No record may be left out; print them all verbatim.

[[ SUPPLIED INFORMATION open ]]

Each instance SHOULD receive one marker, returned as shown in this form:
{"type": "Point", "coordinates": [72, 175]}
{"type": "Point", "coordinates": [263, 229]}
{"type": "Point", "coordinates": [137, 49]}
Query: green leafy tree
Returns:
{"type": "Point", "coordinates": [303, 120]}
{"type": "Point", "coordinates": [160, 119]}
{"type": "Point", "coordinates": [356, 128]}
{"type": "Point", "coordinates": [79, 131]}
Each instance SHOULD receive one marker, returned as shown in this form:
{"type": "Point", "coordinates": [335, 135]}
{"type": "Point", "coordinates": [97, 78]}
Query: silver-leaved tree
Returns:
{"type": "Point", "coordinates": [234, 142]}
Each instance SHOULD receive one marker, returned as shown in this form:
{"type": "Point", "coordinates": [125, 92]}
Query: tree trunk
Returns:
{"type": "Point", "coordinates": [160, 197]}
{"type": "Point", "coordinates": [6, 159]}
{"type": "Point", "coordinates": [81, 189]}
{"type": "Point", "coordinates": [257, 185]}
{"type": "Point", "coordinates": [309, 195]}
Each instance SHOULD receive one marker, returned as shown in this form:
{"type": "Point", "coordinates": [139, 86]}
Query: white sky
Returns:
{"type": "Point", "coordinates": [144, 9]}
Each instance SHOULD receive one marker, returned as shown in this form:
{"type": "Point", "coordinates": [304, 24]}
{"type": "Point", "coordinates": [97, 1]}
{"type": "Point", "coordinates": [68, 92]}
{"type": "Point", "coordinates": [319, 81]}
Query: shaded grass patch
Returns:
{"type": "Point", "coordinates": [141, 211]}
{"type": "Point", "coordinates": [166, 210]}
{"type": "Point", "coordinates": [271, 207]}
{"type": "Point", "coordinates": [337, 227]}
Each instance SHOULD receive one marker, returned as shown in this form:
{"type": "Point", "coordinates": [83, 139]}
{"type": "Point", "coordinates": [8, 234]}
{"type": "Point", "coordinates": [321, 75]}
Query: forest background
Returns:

[[ SUPPLIED INFORMATION closed ]]

→ TASK ANSWER:
Each instance SHOULD receive one marker, returned as shown in this form:
{"type": "Point", "coordinates": [72, 175]}
{"type": "Point", "coordinates": [263, 229]}
{"type": "Point", "coordinates": [137, 49]}
Query: green leafy tree
Returns:
{"type": "Point", "coordinates": [303, 120]}
{"type": "Point", "coordinates": [160, 119]}
{"type": "Point", "coordinates": [356, 128]}
{"type": "Point", "coordinates": [79, 131]}
Each instance SHOULD receive one marker, returned as shown in this form:
{"type": "Point", "coordinates": [335, 135]}
{"type": "Point", "coordinates": [97, 78]}
Query: silver-leaved tree
Returns:
{"type": "Point", "coordinates": [234, 142]}
Each instance SHOULD receive one marker, returned as shown in this form:
{"type": "Point", "coordinates": [125, 92]}
Query: tree trunk
Returns:
{"type": "Point", "coordinates": [160, 197]}
{"type": "Point", "coordinates": [6, 159]}
{"type": "Point", "coordinates": [81, 189]}
{"type": "Point", "coordinates": [257, 185]}
{"type": "Point", "coordinates": [309, 195]}
Each instance SHOULD receive one marker, returned as shown in this form:
{"type": "Point", "coordinates": [139, 86]}
Query: white sky
Returns:
{"type": "Point", "coordinates": [144, 9]}
Each instance SHOULD receive one marker, returned as shown in this form:
{"type": "Point", "coordinates": [304, 24]}
{"type": "Point", "coordinates": [97, 1]}
{"type": "Point", "coordinates": [68, 92]}
{"type": "Point", "coordinates": [319, 81]}
Query: shaded grass patch
Returns:
{"type": "Point", "coordinates": [141, 211]}
{"type": "Point", "coordinates": [166, 210]}
{"type": "Point", "coordinates": [271, 207]}
{"type": "Point", "coordinates": [337, 227]}
Each instance SHOULD receive one marker, returned as shown in this form:
{"type": "Point", "coordinates": [83, 139]}
{"type": "Point", "coordinates": [8, 234]}
{"type": "Point", "coordinates": [321, 75]}
Query: forest background
Returns:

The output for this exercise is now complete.